### EXERCISE PASSAGE
☆ ☆ ☆

For those who don’t know, Robotech was a cartoon series that began airing in the US in 1985. It was a peculiar beast, a Frankenstein’s monster of sorts, three completely separate and unrelated Japanese cartoons stitched together to form a single epic storyline (and to satisfy syndication requirements). It told the story of Earth’s accidental involvement in a complicated, long-running interstellar war. The three original series, Super Dimension Fortress Macross, Super Dimension Cavalry Southern Cross, and Genesis Climber Mospeada, were rewritten to become three chapters in the same overall story. Each chapter detailed the exploits of separate generations of humans and the aliens they battled for the safety of Earth. In 1985, it was unlike anything I’d ever seen.

For starters, all three of the original series, and by extension Robotech, fell squarely into what’s typically called the “real robot” genre of Japanese animation. Instead of featuring sentient robots with amazing super-powers, the robots that gave Robotech the first two and a half syllables of its name were human-piloted military vehicles. They didn’t talk, they didn’t have personalities – they were just tools, like a modern fighter plane or tank. As a result, not only did they immediately seem more real, they also didn’t hog the spotlight. The real stars of the show were the pilots, and as much time as they spent flying their fantastic machines in battle, they spent at least as much dealing with their lives and interpersonal relationships. That depiction of the life between battles was the thing that truly set Robotech apart. While the main characters were (mostly) military men and women fighting for the completely just cause of self-defense, they were scared and confused and at times deeply ambivalent about what they were doing. They fought because they had to, not because they wanted to, and when one of their friends died in combat (that’s right, a mid-80s cartoon where people, even major characters died and never came back), they felt it. Just as the robots seemed more real, so did the people.

☆ ☆ ☆

### ENTRIES SUPPLIED

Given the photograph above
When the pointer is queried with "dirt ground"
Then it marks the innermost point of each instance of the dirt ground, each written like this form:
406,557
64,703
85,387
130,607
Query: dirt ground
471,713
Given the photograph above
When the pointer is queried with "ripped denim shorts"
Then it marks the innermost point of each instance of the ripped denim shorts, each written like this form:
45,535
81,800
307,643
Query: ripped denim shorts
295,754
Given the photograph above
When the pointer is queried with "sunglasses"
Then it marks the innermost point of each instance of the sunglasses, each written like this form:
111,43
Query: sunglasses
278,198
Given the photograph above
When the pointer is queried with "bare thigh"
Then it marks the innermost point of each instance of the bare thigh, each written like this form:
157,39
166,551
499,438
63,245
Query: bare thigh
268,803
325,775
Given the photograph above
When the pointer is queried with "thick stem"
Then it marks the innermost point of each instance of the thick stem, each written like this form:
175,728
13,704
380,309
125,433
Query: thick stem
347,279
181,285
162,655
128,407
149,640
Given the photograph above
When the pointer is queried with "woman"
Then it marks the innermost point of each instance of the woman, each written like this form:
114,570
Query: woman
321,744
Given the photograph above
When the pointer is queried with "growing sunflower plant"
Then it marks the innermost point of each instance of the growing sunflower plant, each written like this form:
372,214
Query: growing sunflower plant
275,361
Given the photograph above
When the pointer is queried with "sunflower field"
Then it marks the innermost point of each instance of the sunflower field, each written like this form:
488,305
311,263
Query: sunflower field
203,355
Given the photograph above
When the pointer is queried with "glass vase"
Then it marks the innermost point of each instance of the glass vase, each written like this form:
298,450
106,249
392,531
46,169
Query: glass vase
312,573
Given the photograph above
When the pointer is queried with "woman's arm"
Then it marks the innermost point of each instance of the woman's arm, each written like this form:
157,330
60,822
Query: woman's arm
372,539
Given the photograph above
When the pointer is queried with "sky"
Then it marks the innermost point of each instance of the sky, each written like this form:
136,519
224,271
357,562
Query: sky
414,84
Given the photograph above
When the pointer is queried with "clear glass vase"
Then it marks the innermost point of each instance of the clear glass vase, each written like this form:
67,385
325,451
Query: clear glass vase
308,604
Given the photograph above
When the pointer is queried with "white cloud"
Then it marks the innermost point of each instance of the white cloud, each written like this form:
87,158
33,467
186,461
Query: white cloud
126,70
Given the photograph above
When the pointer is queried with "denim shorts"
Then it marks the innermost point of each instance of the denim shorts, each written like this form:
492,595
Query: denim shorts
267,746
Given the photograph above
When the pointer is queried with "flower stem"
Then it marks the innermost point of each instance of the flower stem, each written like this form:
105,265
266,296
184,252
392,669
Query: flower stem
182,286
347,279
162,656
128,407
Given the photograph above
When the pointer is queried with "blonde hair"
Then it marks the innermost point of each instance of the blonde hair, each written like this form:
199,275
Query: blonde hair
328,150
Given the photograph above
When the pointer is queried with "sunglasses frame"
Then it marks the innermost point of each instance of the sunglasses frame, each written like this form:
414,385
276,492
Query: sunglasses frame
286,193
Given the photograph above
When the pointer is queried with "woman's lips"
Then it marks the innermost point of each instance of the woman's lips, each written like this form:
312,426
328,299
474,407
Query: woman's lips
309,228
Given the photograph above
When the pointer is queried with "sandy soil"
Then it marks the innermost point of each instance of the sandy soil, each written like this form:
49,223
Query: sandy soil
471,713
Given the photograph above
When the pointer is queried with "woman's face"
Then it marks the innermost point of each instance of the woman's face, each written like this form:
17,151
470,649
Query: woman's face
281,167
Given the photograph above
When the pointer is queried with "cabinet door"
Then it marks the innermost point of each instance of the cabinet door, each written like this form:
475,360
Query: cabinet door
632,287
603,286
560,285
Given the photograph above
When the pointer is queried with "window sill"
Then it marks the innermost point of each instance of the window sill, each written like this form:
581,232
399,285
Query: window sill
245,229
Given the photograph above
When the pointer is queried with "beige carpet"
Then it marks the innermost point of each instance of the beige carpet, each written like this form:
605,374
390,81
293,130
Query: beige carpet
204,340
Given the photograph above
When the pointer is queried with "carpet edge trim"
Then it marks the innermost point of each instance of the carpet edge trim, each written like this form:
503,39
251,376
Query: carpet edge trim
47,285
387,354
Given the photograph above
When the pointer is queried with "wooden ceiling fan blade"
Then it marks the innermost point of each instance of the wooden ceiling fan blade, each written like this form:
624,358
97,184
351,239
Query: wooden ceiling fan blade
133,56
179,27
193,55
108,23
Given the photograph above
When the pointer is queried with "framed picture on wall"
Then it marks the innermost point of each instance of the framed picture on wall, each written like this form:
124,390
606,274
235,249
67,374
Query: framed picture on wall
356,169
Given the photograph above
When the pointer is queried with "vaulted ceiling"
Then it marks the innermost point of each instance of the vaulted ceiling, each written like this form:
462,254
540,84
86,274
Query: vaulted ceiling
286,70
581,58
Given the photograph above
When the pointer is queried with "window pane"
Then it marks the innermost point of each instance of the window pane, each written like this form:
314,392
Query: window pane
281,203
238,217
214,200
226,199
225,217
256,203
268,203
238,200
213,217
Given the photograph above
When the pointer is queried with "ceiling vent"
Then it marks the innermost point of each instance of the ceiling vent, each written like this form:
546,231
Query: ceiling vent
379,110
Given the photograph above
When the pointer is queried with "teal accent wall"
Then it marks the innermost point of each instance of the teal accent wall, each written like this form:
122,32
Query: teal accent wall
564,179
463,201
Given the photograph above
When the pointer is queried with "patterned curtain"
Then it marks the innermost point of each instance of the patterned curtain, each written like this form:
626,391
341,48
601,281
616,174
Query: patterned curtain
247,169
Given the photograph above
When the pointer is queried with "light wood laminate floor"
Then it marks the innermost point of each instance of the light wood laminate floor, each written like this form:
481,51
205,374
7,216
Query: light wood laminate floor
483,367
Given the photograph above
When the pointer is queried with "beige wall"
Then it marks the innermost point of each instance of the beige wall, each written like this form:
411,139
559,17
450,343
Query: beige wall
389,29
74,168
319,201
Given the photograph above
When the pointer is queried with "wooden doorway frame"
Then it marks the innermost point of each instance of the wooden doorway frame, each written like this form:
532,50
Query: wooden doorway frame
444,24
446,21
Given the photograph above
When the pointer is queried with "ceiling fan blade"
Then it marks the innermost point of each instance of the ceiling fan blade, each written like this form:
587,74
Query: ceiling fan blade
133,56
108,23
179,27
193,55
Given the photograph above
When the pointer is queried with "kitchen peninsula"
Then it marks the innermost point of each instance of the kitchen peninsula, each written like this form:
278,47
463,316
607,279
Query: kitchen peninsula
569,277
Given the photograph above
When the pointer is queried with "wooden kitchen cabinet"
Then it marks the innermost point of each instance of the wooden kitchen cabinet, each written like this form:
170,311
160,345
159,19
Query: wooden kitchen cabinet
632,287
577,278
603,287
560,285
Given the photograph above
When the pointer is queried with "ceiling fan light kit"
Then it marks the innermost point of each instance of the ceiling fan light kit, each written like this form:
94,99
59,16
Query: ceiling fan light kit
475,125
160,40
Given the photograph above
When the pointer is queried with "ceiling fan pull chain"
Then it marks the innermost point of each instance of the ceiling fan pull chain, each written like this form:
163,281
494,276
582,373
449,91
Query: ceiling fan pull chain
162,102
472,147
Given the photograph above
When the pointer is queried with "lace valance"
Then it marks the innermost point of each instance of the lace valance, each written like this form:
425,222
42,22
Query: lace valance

☆ ☆ ☆

### TASK 1
Answer these questions from the passage about Robotech.
(a) In what year did Robotech begin airing in the US?
(b) How many Japanese cartoon series were combined to form Robotech?
(c) Into what genre of Japanese animation did the original series fall?
### TASK 2
Reproduce the passage about Robotech between "For those who" and "I’d ever seen.", inclusive.
### TASK 3
Write what comes next in the passage about Robotech, starting after its last sentence.
The items are separate material, unrelated to the passage about Robotech.

### TASK OUTPUT 1
(a) 1985
(b) Three
(c) The "real robot" genre

### TASK OUTPUT 2
For those who don’t know, Robotech was a cartoon series that began airing in the US in 1985. It was a peculiar beast, a Frankenstein’s monster of sorts, three completely separate and unrelated Japanese cartoons stitched together to form a single epic storyline (and to satisfy syndication requirements). It told the story of Earth’s accidental involvement in a complicated, long-running interstellar war. The three original series, Super Dimension Fortress Macross, Super Dimension Cavalry Southern Cross, and Genesis Climber Mospeada, were rewritten to become three chapters in the same overall story. Each chapter detailed the exploits of separate generations of humans and the aliens they battled for the safety of Earth. In 1985, it was unlike anything I’d ever seen.

### TASK OUTPUT 3
Now, it just so happens that Robotech is slated for a Hollywood remake. Likely spurred on by the huge success of Michael Bay’s Transformers, work is underway on creating a big-screen adaptation. While initial news was promising, like the involvement of producers from The Dark Knight and a script being written by Lawrence Kasdan, things have kind of hit the skids of late. Writing duties have been given to Alfred Millar and Miles Gough (of Smallville fame), and while I don’t want to cast undue aspersions upon those two scribes, I will say that Smallville was rarely, if ever, subtle and nuanced.

Clearly I’m a Robotech fanboy. I make no claim otherwise, and I’m completely aware that it’s essentially impossible to remake anything without pissing off the fanboys. I’ve grown up over the last 24 years with a very clear idea of what Robotech means and what any new approach to it should look like. I’m going to try my best to put as much of that as possible aside as news dribbles out and when I finally sit in the darkened theater to see the thing. What gets me, though, and what threatens to knock all of that attempted goodwill into a cocked hat is the fact that there’s a chance here, just as there was with Galactica, to do it so very, very right. While the source material is occasionally lumpy (the dialogue is at times painfully hokey), the themes and ideas are unquestionably there. At a time when our country is struggling with two wars of at best… uhm, complicated provenance, here’s a chance to show a war of complete necessity that is still presented as painful, confusing, and difficult. Here’s a chance to show young people growing and changing as a result of the hardships of war, and how their perspectives and priorities change under the heavy burdens of responsibility and constant reminders of their mortality. It’s a chance to do sci-fi right. And hey, big transforming robots. Bonus.

I guess this is just a very long-winded way of saying two things – 1> I’m sick to death of stupid science fiction that misses the point entirely, as well as remakes that are either about making fun of the source material or just riding it for a quick nostalgia cash-in, and 2> please don’t screw up Robotech, folks. It is so much better, and it deserves so much better.